■ **Records for this exercise**
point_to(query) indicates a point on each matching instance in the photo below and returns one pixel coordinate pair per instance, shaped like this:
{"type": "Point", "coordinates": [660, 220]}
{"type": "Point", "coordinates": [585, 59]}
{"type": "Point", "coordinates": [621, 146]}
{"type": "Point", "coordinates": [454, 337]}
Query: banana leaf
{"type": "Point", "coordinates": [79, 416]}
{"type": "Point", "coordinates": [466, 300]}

■ **Task**
Output the entries above word for word.

■ **Response box**
point_to(query) indicates a point on each matching instance in the photo below and returns one pixel coordinate pair per instance, shaped like this:
{"type": "Point", "coordinates": [660, 220]}
{"type": "Point", "coordinates": [585, 59]}
{"type": "Point", "coordinates": [621, 146]}
{"type": "Point", "coordinates": [454, 337]}
Query: banana leaf
{"type": "Point", "coordinates": [79, 416]}
{"type": "Point", "coordinates": [466, 300]}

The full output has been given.